Entries taken from a collection
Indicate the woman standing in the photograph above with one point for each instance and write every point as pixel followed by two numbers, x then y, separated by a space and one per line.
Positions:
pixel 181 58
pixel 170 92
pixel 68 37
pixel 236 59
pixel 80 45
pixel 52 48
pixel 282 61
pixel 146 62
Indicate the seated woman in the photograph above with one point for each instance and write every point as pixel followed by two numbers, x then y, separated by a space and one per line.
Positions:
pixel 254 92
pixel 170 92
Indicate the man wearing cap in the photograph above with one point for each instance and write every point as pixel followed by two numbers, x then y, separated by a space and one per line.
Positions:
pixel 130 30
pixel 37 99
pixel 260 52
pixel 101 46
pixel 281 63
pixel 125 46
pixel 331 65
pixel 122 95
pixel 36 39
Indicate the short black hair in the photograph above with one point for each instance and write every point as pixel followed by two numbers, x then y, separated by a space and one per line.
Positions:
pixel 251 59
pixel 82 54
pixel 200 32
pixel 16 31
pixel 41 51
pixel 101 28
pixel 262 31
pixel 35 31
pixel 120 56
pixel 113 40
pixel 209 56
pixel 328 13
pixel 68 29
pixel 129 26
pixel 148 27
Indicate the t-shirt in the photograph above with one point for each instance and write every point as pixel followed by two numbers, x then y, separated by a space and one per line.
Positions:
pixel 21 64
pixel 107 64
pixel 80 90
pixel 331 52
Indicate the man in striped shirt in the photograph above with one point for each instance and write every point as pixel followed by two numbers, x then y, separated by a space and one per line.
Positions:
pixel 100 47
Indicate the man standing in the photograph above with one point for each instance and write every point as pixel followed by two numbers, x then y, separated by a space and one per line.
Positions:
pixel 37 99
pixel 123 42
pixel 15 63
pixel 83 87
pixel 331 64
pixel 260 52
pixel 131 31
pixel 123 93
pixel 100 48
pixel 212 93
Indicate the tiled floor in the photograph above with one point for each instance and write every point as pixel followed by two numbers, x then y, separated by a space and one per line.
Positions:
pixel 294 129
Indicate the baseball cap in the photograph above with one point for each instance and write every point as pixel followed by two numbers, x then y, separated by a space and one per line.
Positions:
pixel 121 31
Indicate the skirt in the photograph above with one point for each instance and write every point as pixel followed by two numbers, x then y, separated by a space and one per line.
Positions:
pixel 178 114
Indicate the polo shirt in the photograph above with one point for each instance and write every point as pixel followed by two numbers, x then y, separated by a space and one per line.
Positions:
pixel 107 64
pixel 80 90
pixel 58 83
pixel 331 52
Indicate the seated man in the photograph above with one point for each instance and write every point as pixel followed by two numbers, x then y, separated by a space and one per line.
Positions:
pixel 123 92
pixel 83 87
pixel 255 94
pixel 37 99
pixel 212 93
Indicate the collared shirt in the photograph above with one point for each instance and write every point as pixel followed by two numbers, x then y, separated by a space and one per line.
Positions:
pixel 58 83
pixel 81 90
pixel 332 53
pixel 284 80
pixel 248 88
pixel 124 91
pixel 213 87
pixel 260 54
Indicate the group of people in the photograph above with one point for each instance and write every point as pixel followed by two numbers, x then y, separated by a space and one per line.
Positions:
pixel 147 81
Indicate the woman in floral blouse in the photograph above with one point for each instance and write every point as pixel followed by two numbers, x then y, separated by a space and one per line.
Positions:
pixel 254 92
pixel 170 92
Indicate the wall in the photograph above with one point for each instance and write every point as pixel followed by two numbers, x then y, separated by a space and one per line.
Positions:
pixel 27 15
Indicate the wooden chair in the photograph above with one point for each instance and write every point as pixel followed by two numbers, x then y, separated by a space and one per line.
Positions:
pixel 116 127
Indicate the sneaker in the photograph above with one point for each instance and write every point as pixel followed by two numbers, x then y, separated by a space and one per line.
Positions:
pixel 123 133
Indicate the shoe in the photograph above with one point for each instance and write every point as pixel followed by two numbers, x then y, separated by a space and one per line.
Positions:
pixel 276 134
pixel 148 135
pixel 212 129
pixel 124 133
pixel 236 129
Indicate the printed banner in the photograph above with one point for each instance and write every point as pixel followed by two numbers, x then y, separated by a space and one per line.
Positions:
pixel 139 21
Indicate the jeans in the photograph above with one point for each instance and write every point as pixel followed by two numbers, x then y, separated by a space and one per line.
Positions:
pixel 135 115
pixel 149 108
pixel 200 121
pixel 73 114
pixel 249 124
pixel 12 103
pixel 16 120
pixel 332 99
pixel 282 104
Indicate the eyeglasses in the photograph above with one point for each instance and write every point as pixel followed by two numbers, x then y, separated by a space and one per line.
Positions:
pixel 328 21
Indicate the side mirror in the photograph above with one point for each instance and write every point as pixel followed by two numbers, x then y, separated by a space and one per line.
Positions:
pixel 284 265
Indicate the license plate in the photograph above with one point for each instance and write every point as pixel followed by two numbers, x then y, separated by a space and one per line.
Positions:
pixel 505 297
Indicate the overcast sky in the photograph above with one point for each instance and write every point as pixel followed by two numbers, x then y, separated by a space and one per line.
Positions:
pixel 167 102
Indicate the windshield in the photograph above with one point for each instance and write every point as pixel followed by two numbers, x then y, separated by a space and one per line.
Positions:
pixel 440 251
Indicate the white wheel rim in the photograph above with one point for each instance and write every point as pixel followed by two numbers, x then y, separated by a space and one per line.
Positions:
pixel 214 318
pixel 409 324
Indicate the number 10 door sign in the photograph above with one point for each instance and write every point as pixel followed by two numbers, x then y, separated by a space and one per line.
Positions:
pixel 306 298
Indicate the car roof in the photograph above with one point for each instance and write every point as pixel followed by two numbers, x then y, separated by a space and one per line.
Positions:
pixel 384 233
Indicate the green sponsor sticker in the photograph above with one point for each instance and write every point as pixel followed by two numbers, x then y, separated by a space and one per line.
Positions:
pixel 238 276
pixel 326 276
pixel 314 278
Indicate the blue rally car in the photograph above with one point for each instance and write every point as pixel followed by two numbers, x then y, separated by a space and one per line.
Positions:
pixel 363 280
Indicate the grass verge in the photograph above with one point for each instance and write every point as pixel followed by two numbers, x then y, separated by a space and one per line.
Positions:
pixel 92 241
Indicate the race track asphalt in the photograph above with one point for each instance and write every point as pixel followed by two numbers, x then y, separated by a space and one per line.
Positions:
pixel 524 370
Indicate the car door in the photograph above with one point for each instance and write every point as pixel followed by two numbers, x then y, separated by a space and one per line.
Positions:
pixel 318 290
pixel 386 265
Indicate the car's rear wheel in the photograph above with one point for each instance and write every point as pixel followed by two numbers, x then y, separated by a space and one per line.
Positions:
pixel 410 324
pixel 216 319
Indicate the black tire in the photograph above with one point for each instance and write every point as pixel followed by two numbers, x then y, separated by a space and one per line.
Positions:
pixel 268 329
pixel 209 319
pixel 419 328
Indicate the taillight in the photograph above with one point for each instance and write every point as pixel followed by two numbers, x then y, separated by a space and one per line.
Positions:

▶ [Task goal] Give back the lines above exactly, from the one with "Indicate the green" through the last line.

▶ [Result of the task]
Indicate the green sponsor sticker in the photograph above with one point for each instance and write every point as pixel followed by two numbers, x then y, separated by a space and one per line.
Positions:
pixel 238 276
pixel 326 276
pixel 314 278
Indicate the blue rally car in the photograph above with one point for each instance and write every point as pixel followed by two numbers, x then y, separated by a space and one per line.
Positions:
pixel 363 280
Indicate the grass verge in the photograph above with one point for each instance and write every point as pixel followed by two numbers, x then y, separated by a space and one per line.
Positions:
pixel 92 241
Indicate the race track asphalt in the photograph above with one point for each instance and write every point as pixel followed by two numbers, x then y, separated by a space and one per line.
Positions:
pixel 524 370
Indicate the car door in the photograph above with one point for each instance and write every point as pixel followed by two numbers, x then y, separated by a space and one per line.
Positions:
pixel 318 290
pixel 386 265
Indicate the car's rear wheel in the photograph above with one point for each instance and write every point as pixel followed by two numbers, x then y, separated by a space and one per line.
Positions:
pixel 410 324
pixel 216 319
Indicate the black tire in the photograph above with one point for each instance and write every point as pixel followed by two numbers, x then y, separated by a space and one per line.
Positions:
pixel 268 329
pixel 209 319
pixel 419 328
Indicate the taillight in the photograph above with one point for each instance and write every point as pixel followed by two numbers, x then y, separated by a space and one per line.
Positions:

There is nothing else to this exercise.